What needs to be done >>
Nothing but the exact lines from the one containing "Place one dot per instance of the rope" through the last line of the records below belongs in your answer.

Stored data >>
▽

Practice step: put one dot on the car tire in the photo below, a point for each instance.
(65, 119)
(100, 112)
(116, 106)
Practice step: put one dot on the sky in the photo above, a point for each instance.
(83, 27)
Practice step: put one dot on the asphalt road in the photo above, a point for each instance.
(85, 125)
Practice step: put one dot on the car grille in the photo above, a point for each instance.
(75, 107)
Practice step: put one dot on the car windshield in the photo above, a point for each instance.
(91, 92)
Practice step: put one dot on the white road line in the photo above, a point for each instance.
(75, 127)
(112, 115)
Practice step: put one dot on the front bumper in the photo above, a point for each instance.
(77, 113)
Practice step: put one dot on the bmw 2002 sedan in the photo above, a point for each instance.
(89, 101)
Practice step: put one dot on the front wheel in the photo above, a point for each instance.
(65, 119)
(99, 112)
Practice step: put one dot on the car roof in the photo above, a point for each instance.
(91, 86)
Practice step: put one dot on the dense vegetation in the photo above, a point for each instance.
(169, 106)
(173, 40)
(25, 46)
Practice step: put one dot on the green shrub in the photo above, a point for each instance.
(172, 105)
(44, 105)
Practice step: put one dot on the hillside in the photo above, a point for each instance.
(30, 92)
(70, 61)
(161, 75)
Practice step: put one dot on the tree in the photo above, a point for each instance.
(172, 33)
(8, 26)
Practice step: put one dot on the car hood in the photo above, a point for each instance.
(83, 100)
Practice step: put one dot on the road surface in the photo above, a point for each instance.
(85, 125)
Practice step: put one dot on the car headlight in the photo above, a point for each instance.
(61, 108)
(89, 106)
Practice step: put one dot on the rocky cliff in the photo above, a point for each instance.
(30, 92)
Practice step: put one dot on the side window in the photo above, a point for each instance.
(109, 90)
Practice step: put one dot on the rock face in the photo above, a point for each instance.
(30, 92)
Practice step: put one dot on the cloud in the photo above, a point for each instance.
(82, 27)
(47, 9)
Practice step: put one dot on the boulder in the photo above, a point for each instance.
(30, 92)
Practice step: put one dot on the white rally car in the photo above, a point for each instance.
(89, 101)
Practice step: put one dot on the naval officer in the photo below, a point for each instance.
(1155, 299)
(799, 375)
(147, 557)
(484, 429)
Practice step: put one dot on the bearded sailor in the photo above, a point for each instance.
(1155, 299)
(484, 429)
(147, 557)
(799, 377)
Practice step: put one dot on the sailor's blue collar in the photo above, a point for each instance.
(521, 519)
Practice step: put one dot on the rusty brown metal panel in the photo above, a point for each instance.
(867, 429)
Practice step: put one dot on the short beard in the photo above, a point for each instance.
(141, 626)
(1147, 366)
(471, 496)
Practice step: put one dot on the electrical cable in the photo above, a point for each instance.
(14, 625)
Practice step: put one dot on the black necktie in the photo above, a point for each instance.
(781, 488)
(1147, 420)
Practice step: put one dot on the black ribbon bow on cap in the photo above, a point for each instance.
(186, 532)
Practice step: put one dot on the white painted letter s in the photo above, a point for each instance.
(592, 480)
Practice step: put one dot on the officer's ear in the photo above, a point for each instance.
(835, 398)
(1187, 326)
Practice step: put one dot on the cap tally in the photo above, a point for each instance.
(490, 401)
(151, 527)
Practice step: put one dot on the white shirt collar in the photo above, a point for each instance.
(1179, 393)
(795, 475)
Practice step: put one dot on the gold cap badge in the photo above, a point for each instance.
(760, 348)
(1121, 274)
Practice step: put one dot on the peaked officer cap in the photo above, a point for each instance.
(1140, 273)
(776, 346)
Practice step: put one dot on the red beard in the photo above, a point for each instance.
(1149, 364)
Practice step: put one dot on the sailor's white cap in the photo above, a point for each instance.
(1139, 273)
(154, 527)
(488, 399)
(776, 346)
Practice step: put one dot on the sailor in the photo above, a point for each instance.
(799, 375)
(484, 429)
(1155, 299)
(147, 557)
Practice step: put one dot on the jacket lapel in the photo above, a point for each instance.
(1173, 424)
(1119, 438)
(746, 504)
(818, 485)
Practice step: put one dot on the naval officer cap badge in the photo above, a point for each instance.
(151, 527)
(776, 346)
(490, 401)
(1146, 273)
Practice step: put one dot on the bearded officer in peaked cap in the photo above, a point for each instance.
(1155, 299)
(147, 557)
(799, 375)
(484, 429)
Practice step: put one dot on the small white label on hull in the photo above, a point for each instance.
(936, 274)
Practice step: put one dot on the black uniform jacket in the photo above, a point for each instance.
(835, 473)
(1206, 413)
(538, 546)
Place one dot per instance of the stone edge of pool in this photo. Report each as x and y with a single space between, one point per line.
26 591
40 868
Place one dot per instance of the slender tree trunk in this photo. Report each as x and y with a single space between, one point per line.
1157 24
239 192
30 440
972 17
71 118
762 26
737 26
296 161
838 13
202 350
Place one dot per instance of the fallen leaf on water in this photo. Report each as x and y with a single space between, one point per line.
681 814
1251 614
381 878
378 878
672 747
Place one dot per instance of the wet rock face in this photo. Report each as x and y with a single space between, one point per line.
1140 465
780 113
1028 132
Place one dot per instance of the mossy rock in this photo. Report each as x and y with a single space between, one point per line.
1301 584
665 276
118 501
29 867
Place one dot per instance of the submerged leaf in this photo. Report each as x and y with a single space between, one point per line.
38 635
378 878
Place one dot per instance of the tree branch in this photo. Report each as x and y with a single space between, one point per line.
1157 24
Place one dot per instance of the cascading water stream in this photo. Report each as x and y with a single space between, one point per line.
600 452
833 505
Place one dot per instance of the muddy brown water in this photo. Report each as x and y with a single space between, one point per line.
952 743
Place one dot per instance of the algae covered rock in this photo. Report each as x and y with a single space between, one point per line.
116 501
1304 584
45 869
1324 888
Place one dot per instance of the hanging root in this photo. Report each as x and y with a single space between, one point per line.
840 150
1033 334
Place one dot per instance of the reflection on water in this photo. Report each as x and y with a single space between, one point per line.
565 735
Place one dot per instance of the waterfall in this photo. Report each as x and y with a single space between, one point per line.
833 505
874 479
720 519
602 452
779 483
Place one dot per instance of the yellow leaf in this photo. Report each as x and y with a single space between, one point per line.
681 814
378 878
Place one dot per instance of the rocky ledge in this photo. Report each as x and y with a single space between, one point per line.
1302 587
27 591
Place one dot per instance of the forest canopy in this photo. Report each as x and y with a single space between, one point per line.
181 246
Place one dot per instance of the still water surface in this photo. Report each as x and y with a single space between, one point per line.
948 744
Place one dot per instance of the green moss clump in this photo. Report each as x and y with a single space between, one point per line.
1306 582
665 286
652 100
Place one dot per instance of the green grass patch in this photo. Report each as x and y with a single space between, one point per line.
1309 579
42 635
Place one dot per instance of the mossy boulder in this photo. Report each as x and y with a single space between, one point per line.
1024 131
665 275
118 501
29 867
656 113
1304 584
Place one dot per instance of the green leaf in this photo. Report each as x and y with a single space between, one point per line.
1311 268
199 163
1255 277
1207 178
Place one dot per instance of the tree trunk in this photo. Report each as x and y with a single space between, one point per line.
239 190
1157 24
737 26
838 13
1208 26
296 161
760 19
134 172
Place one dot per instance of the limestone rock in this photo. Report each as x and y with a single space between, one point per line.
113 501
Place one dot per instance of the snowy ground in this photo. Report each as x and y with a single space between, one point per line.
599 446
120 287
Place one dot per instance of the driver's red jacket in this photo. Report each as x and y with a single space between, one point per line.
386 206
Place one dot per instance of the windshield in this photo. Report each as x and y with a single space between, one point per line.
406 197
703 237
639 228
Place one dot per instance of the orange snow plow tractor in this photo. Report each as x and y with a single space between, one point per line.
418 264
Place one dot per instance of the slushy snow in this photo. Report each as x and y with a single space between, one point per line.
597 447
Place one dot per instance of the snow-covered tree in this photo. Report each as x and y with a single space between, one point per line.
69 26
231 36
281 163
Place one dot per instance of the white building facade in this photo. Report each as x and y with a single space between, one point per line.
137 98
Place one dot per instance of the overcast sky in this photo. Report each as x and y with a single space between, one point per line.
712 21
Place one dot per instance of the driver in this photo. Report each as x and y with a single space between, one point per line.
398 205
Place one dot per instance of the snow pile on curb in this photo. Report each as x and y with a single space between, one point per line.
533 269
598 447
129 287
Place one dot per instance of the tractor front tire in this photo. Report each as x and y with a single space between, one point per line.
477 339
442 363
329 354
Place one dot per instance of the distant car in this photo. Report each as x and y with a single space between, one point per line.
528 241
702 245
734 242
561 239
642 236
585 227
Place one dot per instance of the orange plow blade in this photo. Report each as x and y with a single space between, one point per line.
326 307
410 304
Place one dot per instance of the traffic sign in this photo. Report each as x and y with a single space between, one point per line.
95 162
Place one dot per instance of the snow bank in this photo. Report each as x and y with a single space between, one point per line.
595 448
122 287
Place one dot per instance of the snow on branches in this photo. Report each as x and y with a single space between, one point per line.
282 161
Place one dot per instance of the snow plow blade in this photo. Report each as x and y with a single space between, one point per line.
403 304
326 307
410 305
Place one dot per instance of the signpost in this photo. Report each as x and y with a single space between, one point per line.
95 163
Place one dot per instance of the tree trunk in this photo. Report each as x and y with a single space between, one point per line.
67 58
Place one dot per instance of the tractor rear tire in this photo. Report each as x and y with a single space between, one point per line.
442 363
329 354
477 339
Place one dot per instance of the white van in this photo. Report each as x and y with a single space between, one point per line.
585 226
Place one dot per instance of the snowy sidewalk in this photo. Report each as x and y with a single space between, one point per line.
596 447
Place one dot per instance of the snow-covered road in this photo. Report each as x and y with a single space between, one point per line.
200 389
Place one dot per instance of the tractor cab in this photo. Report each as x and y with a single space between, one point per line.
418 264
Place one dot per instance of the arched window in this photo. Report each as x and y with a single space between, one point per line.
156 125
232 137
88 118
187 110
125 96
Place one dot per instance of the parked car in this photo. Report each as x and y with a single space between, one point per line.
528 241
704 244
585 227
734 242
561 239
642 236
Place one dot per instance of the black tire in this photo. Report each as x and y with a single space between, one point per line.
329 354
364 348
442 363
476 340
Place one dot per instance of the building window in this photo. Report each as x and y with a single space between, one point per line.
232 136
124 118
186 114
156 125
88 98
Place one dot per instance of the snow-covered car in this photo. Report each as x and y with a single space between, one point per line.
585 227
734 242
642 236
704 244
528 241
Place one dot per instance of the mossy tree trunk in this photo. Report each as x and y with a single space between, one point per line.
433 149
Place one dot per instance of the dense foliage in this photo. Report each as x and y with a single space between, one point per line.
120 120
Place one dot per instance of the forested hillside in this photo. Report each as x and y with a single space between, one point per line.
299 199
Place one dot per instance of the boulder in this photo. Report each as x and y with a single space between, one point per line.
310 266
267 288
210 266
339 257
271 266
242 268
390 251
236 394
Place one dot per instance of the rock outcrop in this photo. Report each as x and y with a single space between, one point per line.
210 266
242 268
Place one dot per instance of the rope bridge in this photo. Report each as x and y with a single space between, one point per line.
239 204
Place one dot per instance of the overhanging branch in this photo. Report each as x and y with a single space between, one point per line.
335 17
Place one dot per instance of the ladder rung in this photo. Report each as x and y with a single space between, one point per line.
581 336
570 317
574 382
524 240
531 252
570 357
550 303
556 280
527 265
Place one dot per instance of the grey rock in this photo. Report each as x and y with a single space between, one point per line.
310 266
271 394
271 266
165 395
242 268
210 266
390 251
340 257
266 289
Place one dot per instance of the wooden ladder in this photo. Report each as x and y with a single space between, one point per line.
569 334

△

Answer section >>
Place one dot per instance of the rope bridge in this photo. Report each as x and y with a single space between, one point per line.
239 204
Place one dot per instance of the overhanging branch in this photo. Report each as x and y with a single space between, one point per line.
335 17
Place one dot per instance of the ladder rung in this photo. Report each as x and y with a single space between, one point per line.
581 336
570 317
574 382
524 240
531 252
570 357
550 303
556 280
527 265
Place one dot per instance of the grey rock in this photo. Report each as x and y with a single space between, one point per line.
310 266
271 394
271 266
165 395
242 268
210 266
390 251
340 257
266 289
Place one dot per instance of the wooden ladder in this photo. Report each as x and y with a single space between, one point per line.
569 334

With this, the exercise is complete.